Yapılacak referandum seçim kampanyaları için her bir siyasi
partinin üyeleri ya da STK üyeleri halka
“tercih nedenlerini” anlatabilmek
için çalışıyorlar.
Bu görüntüler olması gereken ve çalışma yapılması gereken
zamanlar olarak karşımıza çıkıyor. Bundan doğal bir süreç yok şu
anda.
Her kesim kendi inandığı şekilde davasını anlatmaya ve devamında
referandum sonucu için taraftar toplamaya çalışıyor-çalışmalı
da.
Bu çalışmalar esnasında bazen gurur verici, bazen üzücü
enstantaneler yaşanmış olsa da ahlak dışı çirkin görüntülerde
milletin zihnine nakşedilmiş oluyor.
“Yedi
sülalenizi
denize
dökeriz!”,
“hayır
çıkarsa düşmanı
denize dökmüş
kadar
sevineceğiz!”,
“afişimizi
keseni hemen
oraya
asın!”
şeklinde milletimizin zihninde yer eden ahlaka mugayir, tehditkar
çığırtkanlıklara bir yenisi daha eklendi maalesef.
Gene aynı partinin bir üyesi tarafından bu sefer tehdit
mimikleri ve beden dili ile
“defol
git,
sarı
it!” diye küfür
kokan çığırtkanlığın ve ahlak dışılığın fotoğrafı yansımış
oldu.
Bu siyasi
parti için
“halkla
barışıyor” diye
yazıp
çiziyorlar, ne
var ki her
geçen gün biraz
daha halktan
kopuyor maalesef…
Halk ile barışık yaşamak sadece küçük alanlar ve mekanlarda
seçim öncesi yapılan propagandalar esnasında sahte ve yapmacık
tavırlar ile olmaz.
Gerçekten CHP halk ile barışık bir şekilde siyasetini
yapmalıdır. Zira kendi ismi içerisinde var olan
“Halk”
kavramından çok uzak bir şekilde siyaset yapıyorlar.
Barışıyoruz dedikleri halka küfür etmek, tehdit etmek, sövmek ya
da faşizan bir şekilde aşağılamak ismi ile müsemma olarak siyaset
yapmanın çok ötesinde…
Gazi Mustafa Kemal’in kurduğu “Cumhuriyet” ve devamında yanına
“Halk” eklenerek kurulan partinin hem Cumhuriyet ilkelerinden hem
de Halk’tan kopuk olmaları doğal olarak karşılanabilir mi?
Zira bu kadar kopuk hareket etmek hem parti sevdalılarına hem de
etrafındaki sair insanlara zarar veriyor!

— Alıştırma açıklaması —
Referandum yazısında "kavramından çok uzak" sözlerinden "insanlara zarar veriyor!" sözlerine kadar (bunlar da dahil) olan kısmı, "kopuk" yerine "uzak" getirerek yeniden yazın. Sonraki satırlar başka bir kaynaktan alınmıştır.

— Veri kesiti —
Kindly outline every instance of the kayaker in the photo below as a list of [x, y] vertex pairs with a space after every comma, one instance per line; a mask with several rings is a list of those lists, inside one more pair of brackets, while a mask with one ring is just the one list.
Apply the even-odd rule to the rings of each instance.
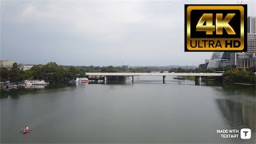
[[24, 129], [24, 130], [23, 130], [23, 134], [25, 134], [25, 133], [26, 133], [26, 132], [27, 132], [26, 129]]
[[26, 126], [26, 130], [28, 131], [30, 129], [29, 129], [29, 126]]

— Yazılı cevap —
kavramından çok uzak bir şekilde siyaset yapıyorlar.
Barışıyoruz dedikleri halka küfür etmek, tehdit etmek, sövmek ya
da faşizan bir şekilde aşağılamak ismi ile müsemma olarak siyaset
yapmanın çok ötesinde…
Gazi Mustafa Kemal’in kurduğu “Cumhuriyet” ve devamında yanına
“Halk” eklenerek kurulan partinin hem Cumhuriyet ilkelerinden hem
de Halk’tan uzak olmaları doğal olarak karşılanabilir mi?
Zira bu kadar uzak hareket etmek hem parti sevdalılarına hem de
etrafındaki sair insanlara zarar veriyor!